_YOUR GOAL_.
Rewrite every row below, changing each "put a marker on" to "place a dot on" and leaving everything else untouched.

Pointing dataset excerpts
• • • • • • •
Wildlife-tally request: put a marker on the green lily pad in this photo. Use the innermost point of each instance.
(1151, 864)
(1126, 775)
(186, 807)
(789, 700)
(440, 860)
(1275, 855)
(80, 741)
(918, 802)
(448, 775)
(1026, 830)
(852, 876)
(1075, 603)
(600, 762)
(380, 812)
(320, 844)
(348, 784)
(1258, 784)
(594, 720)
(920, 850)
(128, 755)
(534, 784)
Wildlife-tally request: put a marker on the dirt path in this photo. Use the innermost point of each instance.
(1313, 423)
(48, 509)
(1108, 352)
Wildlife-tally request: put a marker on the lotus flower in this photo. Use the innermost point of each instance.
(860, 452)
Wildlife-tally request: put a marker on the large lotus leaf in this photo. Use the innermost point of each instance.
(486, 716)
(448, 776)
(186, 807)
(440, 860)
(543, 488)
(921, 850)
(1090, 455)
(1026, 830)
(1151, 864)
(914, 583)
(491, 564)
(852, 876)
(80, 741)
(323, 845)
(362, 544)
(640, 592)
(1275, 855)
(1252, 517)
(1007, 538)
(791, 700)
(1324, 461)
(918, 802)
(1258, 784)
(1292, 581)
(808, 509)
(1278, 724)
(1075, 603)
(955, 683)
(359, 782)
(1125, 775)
• • • • • • •
_REPLY TO THE TASK_.
Wildlife-tally request: place a dot on the green lily pad in this photo. Use the innermost point of each instance.
(1151, 864)
(1126, 775)
(186, 807)
(789, 700)
(440, 860)
(1275, 855)
(80, 741)
(918, 802)
(448, 775)
(1026, 830)
(852, 876)
(1075, 603)
(600, 762)
(380, 812)
(320, 844)
(348, 784)
(1258, 784)
(594, 720)
(920, 850)
(128, 755)
(534, 784)
Wildlife-tally request: place a dot on the dirt path in this photo. Use the innermost point of each instance.
(1313, 423)
(48, 509)
(1108, 352)
Wildlife-tally request: place a dot on the lotus flower in this photo. Use the innermost point of each instance.
(860, 452)
Wildlife-tally request: place a dot on the large lotus leaf in this photo. Use the innermost point of each instance.
(486, 716)
(448, 776)
(186, 807)
(440, 860)
(543, 488)
(921, 850)
(1090, 455)
(1026, 830)
(1151, 864)
(914, 583)
(491, 564)
(852, 876)
(80, 741)
(323, 845)
(362, 544)
(640, 592)
(1275, 855)
(1252, 517)
(1007, 538)
(791, 700)
(1324, 461)
(918, 802)
(1258, 784)
(1292, 581)
(808, 509)
(1278, 724)
(1075, 603)
(955, 683)
(359, 782)
(1125, 775)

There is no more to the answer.